What you should do: Without skipping anything, write out each record below exactly.

Input records:
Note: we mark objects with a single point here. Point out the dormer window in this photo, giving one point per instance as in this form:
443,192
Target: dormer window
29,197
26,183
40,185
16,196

Exercise solution:
Note: we mark objects with a single point here. Point out the dormer window in this photo, giving one point per instance as in this form:
443,192
Target: dormer window
29,197
26,183
40,185
16,196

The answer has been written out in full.